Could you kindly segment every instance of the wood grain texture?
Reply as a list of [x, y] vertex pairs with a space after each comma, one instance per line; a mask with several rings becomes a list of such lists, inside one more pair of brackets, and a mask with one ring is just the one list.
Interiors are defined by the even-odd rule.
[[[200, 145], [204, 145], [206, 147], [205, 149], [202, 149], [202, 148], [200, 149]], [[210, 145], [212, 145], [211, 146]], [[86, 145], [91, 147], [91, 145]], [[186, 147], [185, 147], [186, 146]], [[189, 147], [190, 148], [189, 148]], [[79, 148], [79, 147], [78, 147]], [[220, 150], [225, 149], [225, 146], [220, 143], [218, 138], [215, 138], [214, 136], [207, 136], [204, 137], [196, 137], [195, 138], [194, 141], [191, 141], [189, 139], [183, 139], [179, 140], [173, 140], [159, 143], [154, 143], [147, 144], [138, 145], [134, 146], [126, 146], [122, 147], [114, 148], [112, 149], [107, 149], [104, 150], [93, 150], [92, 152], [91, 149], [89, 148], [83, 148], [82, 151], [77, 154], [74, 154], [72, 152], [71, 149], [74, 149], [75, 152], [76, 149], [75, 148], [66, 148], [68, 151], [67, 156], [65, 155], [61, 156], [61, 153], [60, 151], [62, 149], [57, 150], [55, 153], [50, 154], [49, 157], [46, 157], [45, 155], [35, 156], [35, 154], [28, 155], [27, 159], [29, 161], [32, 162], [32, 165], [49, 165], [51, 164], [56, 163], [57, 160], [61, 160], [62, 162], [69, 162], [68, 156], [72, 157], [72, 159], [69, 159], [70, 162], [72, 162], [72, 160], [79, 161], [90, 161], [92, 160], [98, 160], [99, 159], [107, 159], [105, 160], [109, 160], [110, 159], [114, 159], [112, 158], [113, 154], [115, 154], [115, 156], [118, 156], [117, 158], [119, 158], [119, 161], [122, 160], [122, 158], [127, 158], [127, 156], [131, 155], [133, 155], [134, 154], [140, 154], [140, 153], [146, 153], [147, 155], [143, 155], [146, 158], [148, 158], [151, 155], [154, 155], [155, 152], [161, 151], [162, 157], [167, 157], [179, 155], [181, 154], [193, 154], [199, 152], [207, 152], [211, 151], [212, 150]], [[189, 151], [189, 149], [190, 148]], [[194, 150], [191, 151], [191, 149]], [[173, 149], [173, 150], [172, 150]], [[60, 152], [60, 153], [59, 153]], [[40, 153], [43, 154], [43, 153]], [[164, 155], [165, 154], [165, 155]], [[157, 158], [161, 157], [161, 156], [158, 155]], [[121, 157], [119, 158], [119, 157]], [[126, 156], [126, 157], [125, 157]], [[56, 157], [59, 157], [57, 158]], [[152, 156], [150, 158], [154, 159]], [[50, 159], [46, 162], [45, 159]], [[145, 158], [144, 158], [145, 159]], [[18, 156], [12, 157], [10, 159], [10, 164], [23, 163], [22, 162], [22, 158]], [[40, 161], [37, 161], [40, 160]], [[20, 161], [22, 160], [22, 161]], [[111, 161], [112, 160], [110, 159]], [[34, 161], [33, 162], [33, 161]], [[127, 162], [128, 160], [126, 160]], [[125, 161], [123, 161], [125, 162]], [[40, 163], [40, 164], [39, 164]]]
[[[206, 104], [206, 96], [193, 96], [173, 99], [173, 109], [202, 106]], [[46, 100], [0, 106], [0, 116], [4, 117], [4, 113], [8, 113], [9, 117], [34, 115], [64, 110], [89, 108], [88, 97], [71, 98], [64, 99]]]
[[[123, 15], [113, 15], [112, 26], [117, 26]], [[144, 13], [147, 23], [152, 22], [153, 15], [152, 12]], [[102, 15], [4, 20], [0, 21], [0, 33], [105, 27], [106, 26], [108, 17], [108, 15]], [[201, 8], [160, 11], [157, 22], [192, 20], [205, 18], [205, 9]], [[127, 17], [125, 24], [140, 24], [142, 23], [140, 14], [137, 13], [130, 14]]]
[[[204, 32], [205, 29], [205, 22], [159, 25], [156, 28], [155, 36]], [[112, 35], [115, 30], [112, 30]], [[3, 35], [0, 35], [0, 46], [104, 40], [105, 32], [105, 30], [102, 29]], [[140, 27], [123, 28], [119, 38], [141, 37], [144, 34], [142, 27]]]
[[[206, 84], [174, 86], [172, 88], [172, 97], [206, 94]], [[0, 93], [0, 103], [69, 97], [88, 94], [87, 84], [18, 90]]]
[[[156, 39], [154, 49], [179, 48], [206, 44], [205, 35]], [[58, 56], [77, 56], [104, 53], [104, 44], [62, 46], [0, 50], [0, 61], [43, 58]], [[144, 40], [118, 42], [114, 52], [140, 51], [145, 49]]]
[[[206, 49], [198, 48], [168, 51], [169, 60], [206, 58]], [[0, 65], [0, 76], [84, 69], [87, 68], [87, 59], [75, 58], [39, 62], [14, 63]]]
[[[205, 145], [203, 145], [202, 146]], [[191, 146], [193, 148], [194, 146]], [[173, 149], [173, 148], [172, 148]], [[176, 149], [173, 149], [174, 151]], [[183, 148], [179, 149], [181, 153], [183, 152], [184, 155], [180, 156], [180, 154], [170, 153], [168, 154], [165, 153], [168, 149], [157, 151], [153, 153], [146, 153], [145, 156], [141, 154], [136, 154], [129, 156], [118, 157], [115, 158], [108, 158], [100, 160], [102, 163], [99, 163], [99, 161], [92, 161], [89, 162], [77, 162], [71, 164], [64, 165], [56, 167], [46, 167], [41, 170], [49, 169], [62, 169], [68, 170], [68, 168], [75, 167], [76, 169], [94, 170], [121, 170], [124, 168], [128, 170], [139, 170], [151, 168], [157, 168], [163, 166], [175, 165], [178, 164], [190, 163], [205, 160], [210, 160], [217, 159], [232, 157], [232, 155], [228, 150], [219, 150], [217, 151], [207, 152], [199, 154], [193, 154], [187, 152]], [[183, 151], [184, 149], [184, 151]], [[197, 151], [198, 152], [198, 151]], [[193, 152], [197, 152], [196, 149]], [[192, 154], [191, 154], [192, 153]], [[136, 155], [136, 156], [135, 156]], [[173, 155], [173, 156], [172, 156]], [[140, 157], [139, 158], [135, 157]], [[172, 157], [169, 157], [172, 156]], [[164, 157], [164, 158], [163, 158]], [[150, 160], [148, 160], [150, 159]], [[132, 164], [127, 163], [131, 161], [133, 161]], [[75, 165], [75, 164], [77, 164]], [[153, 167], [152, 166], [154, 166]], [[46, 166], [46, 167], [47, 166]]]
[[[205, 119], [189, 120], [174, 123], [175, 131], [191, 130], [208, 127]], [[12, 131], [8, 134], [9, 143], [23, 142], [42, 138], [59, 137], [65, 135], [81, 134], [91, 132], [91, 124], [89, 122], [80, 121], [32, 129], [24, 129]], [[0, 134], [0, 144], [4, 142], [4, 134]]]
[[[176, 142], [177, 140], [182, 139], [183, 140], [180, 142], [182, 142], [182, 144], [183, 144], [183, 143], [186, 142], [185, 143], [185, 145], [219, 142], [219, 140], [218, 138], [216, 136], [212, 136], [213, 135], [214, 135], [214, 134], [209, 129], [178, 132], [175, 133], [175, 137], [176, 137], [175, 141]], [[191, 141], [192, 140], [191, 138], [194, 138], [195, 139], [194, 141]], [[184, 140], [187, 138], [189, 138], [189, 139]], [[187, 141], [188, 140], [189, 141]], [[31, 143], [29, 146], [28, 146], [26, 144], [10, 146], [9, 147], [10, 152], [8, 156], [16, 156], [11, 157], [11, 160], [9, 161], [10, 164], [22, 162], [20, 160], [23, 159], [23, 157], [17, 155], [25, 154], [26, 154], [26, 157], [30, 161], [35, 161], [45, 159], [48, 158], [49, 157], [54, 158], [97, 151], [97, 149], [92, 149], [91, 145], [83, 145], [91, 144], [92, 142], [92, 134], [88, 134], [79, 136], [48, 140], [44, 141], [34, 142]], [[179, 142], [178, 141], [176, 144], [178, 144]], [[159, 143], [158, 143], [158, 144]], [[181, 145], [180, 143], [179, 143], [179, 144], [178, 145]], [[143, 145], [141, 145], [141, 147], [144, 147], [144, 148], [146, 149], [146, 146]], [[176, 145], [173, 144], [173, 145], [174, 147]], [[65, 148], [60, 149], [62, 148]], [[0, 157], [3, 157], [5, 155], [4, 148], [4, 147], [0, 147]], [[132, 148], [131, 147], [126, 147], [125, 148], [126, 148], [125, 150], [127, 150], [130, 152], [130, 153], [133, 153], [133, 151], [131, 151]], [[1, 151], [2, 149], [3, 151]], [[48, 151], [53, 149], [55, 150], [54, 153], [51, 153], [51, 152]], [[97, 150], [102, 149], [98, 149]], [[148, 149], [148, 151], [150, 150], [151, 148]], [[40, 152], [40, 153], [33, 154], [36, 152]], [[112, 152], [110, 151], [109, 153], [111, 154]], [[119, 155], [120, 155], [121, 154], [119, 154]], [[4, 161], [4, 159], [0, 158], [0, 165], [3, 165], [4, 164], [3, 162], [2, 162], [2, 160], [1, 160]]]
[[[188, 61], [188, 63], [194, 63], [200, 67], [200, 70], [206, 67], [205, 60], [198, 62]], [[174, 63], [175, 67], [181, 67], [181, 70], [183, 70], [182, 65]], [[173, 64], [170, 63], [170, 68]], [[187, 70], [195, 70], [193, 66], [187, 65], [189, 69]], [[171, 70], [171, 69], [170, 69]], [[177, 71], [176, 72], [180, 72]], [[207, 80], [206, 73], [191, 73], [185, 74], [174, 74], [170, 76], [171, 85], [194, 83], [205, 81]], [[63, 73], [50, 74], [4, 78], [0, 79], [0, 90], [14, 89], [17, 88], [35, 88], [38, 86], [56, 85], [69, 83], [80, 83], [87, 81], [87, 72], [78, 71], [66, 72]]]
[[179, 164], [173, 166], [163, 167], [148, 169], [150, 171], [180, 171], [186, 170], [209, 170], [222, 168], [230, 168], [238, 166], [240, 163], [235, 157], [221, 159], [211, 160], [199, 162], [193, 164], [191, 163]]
-.-.-
▶ _WRITTEN INSTRUCTION_:
Reproduce verbatim the portion of the entries that begins with the very first line and ends with the line containing "Interiors are defined by the even-odd rule.", including both of those lines.

▶ _SOLUTION BELOW_:
Could you kindly segment every instance of the wood grain texture?
Reply as a list of [x, y] vertex pairs with a space after each comma, one instance per line; a mask with several rings becomes a list of such lists, inside one more pair of brackets, and a mask with one ring is just the one list.
Interiors are defined by the even-odd rule.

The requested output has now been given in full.